- _Your goal_:
Rewrite every line of the material below as a numbered list, omitting any blank lines.

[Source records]
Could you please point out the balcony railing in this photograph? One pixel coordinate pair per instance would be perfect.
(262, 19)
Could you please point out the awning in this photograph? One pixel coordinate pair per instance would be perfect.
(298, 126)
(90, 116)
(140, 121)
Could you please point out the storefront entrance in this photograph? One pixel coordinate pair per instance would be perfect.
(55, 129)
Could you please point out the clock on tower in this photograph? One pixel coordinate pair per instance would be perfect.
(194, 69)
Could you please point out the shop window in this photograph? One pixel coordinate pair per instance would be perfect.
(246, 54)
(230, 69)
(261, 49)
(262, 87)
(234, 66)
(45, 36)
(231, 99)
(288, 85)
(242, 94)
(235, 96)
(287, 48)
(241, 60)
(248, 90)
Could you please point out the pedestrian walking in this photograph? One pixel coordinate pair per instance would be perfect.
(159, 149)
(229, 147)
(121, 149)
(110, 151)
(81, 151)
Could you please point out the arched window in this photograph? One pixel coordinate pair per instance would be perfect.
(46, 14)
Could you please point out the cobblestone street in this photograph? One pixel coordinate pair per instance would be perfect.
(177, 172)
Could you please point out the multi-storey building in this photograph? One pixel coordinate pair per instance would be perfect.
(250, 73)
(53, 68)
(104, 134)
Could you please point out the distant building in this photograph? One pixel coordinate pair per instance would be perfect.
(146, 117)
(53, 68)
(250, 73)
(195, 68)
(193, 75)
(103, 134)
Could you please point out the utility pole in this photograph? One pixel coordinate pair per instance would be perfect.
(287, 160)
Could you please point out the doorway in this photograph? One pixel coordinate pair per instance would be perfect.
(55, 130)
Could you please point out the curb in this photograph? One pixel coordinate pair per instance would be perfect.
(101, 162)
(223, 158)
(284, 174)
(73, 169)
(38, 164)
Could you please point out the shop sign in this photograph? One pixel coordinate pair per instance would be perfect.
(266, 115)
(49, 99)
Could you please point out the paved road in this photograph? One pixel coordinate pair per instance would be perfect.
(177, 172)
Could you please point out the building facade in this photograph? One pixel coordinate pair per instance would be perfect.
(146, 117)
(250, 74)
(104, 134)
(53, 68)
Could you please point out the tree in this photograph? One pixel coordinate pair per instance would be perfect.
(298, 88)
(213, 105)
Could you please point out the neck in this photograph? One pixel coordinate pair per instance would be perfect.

- _Solved problem_:
1. Could you please point out the balcony railing in this photograph? One pixel coordinate pair per instance would be perfect.
2. (262, 19)
3. Could you please point out the awning in this photograph? One pixel coordinate pair per instance would be perfect.
4. (298, 126)
5. (90, 116)
6. (140, 121)
7. Could you please point out the storefront entrance in this photograph? One pixel coordinate pair per instance would be perfect.
8. (55, 129)
9. Could you please point out the clock on tower in this photograph? One pixel coordinate pair per instance would be perfect.
10. (194, 69)
11. Could you please point out the shop window in this photograph? One pixel coordinate pair per instance would be perfect.
12. (246, 54)
13. (230, 69)
14. (261, 49)
15. (262, 87)
16. (234, 66)
17. (45, 36)
18. (231, 99)
19. (288, 85)
20. (242, 94)
21. (235, 96)
22. (287, 48)
23. (241, 60)
24. (248, 90)
25. Could you please point out the pedestrian walking in this photograph? One pixel coordinate pair per instance would be perfect.
26. (159, 149)
27. (229, 147)
28. (121, 149)
29. (110, 151)
30. (81, 151)
31. Could you please point out the arched window in this photograph? One pixel coordinate pair per instance would be perfect.
32. (46, 14)
33. Could you please point out the cobblestone street in this photograph? One pixel coordinate pair per instance would be perfect.
34. (177, 172)
35. Could you please point out the multi-storey building in this photograph? One pixel coordinate pair per instance would be perfect.
36. (250, 73)
37. (53, 68)
38. (104, 134)
39. Could you please point out the distant building in this photograph? One pixel coordinate pair per instance would be perfect.
40. (146, 117)
41. (53, 68)
42. (250, 73)
43. (195, 68)
44. (193, 75)
45. (103, 134)
46. Could you please point out the utility pole in this photograph? One pixel coordinate pair per instance would be perfect.
47. (287, 160)
48. Could you please point out the doorway in this photograph? One pixel coordinate pair per instance would be perfect.
49. (55, 130)
50. Could you please point out the curb in this photograph? One pixel coordinate pair per instance would be perfect.
51. (101, 162)
52. (223, 158)
53. (284, 174)
54. (73, 169)
55. (38, 164)
56. Could you please point out the shop sign in this photograph? One pixel coordinate pair per instance would be perfect.
57. (266, 115)
58. (49, 99)
59. Could you please point out the paved road in this photograph? One pixel coordinate pair per instance would be perfect.
60. (177, 172)
61. Could you please point out the building facade in this photograph? One pixel coordinate pair per instance would be perfect.
62. (146, 117)
63. (250, 74)
64. (104, 134)
65. (53, 68)
66. Could you please point out the tree in this photograph? One pixel coordinate pair per instance would be perfect.
67. (298, 88)
68. (213, 105)
69. Could you please point out the neck in this photograph? One pixel coordinate pair per instance would be perfect.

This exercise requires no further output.